### Problem to work on
Make an exact copy of the lines from the one containing "Can you spot the white head" to the end of the records below, and leave out everything else.
^^^^^^^^^^^^^^^^
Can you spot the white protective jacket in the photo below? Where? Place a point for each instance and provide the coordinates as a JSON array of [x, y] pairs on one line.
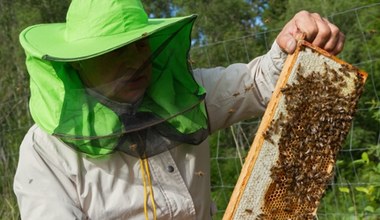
[[55, 182]]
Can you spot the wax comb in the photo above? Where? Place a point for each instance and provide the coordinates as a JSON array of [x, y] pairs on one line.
[[293, 154]]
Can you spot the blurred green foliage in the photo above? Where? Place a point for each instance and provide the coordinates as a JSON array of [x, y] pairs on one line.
[[225, 32]]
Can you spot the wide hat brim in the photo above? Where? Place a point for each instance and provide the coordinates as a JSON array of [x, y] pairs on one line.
[[47, 41]]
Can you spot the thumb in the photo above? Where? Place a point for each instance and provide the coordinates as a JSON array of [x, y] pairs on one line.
[[288, 42]]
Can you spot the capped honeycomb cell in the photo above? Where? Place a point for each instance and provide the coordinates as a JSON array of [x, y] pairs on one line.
[[306, 122]]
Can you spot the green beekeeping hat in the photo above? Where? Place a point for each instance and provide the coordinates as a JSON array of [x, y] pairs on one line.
[[92, 28], [61, 106]]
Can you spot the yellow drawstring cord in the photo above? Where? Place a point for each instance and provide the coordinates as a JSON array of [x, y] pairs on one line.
[[145, 172]]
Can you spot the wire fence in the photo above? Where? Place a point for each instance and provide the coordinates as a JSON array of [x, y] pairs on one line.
[[349, 196]]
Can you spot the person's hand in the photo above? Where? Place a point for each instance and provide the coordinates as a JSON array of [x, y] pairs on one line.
[[316, 29]]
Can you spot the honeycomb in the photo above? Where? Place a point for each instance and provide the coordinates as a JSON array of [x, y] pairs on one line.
[[306, 122]]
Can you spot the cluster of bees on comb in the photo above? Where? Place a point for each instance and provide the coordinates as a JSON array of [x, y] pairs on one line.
[[309, 131]]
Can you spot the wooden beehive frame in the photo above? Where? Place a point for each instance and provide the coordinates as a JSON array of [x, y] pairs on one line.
[[262, 187]]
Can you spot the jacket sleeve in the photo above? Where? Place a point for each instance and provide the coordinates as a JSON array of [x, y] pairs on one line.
[[43, 190], [240, 91]]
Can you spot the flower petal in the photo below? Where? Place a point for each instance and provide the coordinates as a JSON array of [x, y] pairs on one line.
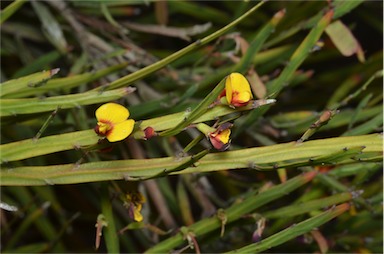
[[121, 130], [238, 90], [112, 112]]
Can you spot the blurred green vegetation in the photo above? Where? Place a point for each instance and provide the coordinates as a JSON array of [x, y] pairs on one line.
[[301, 175]]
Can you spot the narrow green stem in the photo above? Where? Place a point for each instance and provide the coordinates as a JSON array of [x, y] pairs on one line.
[[110, 233], [294, 231], [234, 212]]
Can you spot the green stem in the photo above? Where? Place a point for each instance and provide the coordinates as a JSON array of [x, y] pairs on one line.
[[235, 212], [162, 63], [294, 231], [110, 233]]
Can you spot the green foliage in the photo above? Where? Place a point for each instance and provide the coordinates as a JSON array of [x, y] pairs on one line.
[[306, 151]]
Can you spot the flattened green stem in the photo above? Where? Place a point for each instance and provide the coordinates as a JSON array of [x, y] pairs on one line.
[[75, 140], [110, 233], [46, 123], [10, 9], [26, 82], [162, 63], [258, 41], [294, 231], [328, 114], [331, 151], [65, 83], [234, 212], [12, 107], [198, 111], [297, 58], [297, 209]]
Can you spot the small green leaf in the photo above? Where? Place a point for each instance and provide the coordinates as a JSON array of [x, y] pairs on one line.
[[344, 40]]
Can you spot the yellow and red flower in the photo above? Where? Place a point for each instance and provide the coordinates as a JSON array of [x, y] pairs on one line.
[[219, 137], [112, 122], [237, 90], [134, 203]]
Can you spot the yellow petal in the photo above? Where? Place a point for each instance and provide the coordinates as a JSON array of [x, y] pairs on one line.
[[228, 87], [112, 112], [121, 130], [243, 97], [137, 215]]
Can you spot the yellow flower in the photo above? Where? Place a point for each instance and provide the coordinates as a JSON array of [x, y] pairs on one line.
[[219, 137], [135, 201], [112, 122], [237, 90]]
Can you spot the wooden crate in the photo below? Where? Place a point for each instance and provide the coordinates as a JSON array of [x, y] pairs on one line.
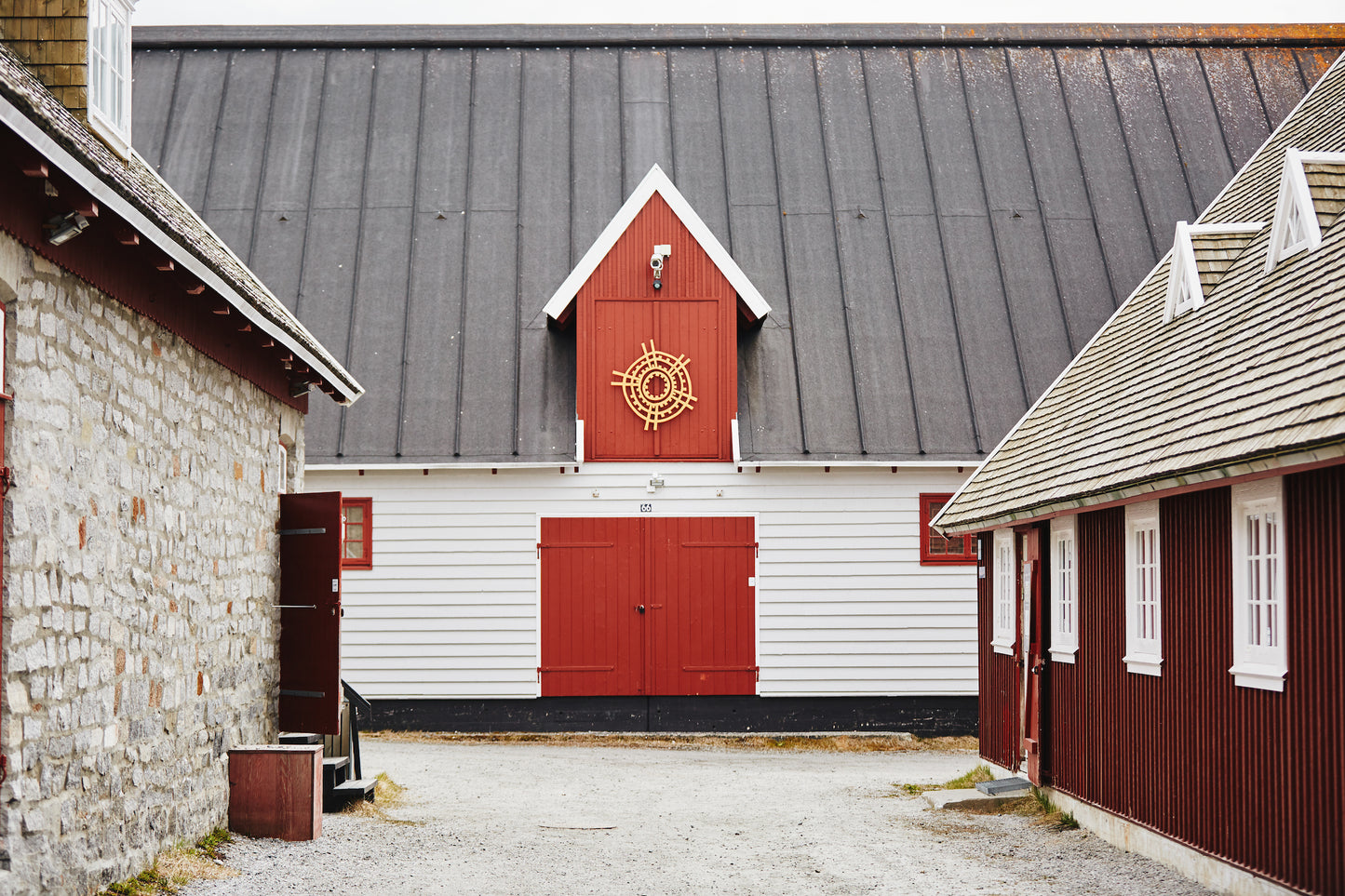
[[276, 791]]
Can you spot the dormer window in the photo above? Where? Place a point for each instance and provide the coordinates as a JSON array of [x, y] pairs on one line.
[[109, 72], [1202, 256], [1308, 204]]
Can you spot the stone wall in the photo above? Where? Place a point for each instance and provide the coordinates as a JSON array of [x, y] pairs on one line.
[[141, 573]]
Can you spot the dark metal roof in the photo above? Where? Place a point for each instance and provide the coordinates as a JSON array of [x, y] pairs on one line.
[[937, 226], [1250, 381]]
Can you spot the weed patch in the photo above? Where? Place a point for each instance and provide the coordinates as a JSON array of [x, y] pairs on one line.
[[179, 866], [387, 794], [962, 782]]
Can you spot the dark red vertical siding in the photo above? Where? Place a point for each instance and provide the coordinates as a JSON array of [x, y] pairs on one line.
[[693, 314], [1238, 772], [998, 703]]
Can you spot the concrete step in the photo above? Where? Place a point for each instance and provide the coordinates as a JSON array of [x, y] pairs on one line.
[[347, 793], [335, 771], [1005, 787]]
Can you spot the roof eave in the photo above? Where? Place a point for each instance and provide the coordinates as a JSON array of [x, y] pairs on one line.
[[1277, 464], [347, 389]]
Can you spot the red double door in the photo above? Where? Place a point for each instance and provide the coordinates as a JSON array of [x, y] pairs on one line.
[[649, 606]]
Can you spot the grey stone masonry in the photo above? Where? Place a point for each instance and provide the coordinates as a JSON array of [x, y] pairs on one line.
[[141, 580]]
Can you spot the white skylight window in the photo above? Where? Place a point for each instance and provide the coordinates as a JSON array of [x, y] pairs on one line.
[[1202, 256], [1306, 181], [109, 72]]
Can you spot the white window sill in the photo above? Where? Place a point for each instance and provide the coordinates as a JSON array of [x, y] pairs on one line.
[[1142, 665], [1259, 677]]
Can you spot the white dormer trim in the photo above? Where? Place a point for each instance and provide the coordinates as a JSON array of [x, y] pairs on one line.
[[1184, 288], [656, 181], [1294, 206]]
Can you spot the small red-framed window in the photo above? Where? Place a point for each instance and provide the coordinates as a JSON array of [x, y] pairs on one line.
[[356, 533], [937, 551]]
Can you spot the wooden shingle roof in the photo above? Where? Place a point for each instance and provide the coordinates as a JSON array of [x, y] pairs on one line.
[[1253, 380], [939, 220]]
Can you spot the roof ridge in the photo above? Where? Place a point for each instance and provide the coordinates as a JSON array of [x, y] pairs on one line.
[[861, 33]]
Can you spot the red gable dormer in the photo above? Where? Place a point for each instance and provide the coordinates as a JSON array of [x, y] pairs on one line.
[[655, 303]]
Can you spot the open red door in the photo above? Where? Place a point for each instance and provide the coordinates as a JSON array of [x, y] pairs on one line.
[[1034, 660], [310, 612]]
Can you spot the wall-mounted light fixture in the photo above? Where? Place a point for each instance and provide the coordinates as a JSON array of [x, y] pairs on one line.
[[65, 228], [656, 261]]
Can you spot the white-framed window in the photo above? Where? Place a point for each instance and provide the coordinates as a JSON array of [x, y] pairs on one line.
[[109, 70], [283, 468], [1002, 611], [1143, 591], [1260, 650], [1064, 590]]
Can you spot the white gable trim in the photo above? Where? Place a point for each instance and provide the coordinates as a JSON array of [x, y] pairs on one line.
[[659, 183], [1185, 292], [1296, 198]]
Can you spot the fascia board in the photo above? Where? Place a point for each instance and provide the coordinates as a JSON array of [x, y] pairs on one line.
[[655, 181], [347, 388]]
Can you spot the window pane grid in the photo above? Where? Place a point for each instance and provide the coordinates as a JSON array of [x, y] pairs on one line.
[[1146, 584], [1263, 600]]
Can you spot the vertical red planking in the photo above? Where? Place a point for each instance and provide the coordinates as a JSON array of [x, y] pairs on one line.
[[697, 630], [1231, 771], [592, 585], [693, 314]]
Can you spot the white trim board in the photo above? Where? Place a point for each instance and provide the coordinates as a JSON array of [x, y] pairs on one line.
[[659, 183]]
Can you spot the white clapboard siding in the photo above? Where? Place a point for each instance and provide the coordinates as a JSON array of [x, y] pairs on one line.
[[843, 606]]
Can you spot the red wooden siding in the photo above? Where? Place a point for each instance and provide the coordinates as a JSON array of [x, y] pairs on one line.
[[1238, 772], [998, 685], [697, 631], [693, 315]]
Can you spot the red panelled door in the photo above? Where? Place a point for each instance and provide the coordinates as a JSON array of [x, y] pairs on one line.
[[649, 606], [310, 612], [1032, 638]]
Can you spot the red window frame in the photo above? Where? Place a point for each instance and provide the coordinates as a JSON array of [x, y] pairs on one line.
[[365, 558], [940, 551]]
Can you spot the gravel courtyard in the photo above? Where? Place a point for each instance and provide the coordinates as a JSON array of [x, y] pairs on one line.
[[557, 820]]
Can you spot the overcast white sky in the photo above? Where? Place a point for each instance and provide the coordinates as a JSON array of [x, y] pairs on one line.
[[720, 11]]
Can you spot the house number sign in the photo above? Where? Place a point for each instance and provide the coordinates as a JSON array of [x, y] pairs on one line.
[[656, 385]]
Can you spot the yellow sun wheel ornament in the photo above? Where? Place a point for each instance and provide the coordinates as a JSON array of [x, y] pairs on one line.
[[656, 385]]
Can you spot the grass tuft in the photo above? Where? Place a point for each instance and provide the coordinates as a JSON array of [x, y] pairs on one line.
[[962, 782], [387, 794], [179, 866]]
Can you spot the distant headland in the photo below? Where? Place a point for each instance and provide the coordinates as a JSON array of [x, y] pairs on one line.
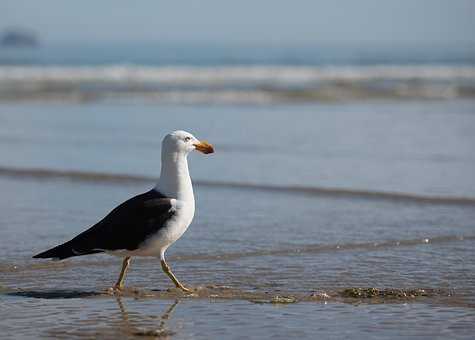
[[15, 37]]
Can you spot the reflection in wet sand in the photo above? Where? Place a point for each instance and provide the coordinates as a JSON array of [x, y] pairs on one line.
[[161, 331]]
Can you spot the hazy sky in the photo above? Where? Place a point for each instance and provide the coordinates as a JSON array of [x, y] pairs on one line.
[[291, 21]]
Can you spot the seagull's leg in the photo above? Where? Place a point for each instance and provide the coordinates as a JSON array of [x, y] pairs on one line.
[[168, 271], [120, 282]]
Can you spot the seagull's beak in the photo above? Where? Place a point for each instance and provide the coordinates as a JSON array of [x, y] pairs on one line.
[[204, 147]]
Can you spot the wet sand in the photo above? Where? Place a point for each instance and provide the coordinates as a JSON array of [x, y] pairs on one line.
[[276, 260]]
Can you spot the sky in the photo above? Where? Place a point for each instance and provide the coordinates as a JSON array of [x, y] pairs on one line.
[[246, 21]]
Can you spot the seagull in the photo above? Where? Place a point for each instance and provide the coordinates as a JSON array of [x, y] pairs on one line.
[[147, 224]]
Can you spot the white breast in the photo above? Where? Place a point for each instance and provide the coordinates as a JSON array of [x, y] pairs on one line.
[[169, 233]]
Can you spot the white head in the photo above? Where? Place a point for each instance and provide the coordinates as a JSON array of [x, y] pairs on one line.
[[183, 142]]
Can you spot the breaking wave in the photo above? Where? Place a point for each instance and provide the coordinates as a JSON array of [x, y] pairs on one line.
[[235, 84]]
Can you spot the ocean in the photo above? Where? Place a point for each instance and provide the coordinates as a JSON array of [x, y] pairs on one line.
[[340, 202]]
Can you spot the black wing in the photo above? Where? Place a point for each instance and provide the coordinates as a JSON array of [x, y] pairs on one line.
[[125, 227]]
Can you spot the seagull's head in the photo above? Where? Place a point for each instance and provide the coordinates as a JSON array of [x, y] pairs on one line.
[[184, 142]]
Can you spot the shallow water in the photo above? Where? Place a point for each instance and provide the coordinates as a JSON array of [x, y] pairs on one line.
[[263, 237]]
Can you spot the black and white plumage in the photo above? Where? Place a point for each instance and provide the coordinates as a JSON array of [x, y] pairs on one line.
[[147, 224]]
^^^^^^^^^^^^^^^^
### Reply
Can you spot the white head in the photo above? Where? Place a point for each instance and provide the coordinates as a JSON array of [x, y] pairs on one line.
[[183, 142]]
Can you spot the breaking wave in the photo above? Where? Place a point for each instance and provide the coordinates as a JSON array of [x, y] pairs on one line.
[[235, 84]]
Can you spot the ocean in the photo above? Where? Place a point for each instance and provide the coordinates as a JSON array of [x, y] pairs on one line.
[[340, 202]]
Can you spot the black wing in the photo above? Where? Place a point for each instance and provide the coordinates as a JSON array of [x, y] pairs on one line.
[[125, 227]]
Can you spot the seagull's head in the photo above? Where? Place a point for each instance and provide the coordinates as a JSON array of [x, y] pairs on one line.
[[184, 142]]
Can you spot the shallow water in the photo above? Where? Place a point for each instance and provide the coordinates as a JSON array of [x, y] pairs on one line.
[[263, 237]]
Can you spot the black and white plumage in the photo above? Where? Place a point for each instance and provide the coordinates as a JSON array of [x, y] pairs on one line.
[[147, 224]]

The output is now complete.